* [EXERCISE TASKS]:
A – Transcribe the passage on Kubernetes node failures from "Everyone is into" up to and including "minimize their downtime.".
B – According to the passage on Kubernetes node failures, what two goals are wanted when a node fails?

Everyone is into Kubernetes these days, and everyone wants their applications to run in a highly available manner, but what happens when the underlying infrastructure is failing? What if there’s a network outage, hardware failure or even software bugs?
While stateless workloads are usually immune to these kinds of failures (the cluster can always schedule more instances somewhere else), the real problem begins with stateful workloads.
When there’s a node failure we want to achieve two goals:
- Minimize application downtime — we want to reschedule affected applications on other healthy node(s) to minimize their downtime.
- Recover compute capacity — the failing node is malfunctioning, thus its compute power can’t be used to run any workloads. We want to recover it as fast as possible to recover compute capacity for the cluster.
Stateful workloads with run-once semantics can’t be immediately rescheduled on other nodes. The cluster doesn’t really know if that workload is still running on the unhealthy node (perhaps it’s just a network outage), and scheduling the workload into other nodes introduces a risk that two instances would run in parallel, which would violate the at-most-one semantics and might result in data corruption or diverging datasets.

* [COLLECTED DATA]:
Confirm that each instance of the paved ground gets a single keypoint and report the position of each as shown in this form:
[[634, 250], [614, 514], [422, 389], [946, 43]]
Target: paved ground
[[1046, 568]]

* [ANSWERS GIVEN]:
A –
Everyone is into Kubernetes these days, and everyone wants their applications to run in a highly available manner, but what happens when the underlying infrastructure is failing? What if there’s a network outage, hardware failure or even software bugs?
While stateless workloads are usually immune to these kinds of failures (the cluster can always schedule more instances somewhere else), the real problem begins with stateful workloads.
When there’s a node failure we want to achieve two goals:
- Minimize application downtime — we want to reschedule affected applications on other healthy node(s) to minimize their downtime.

B – Minimizing application downtime and recovering compute capacity.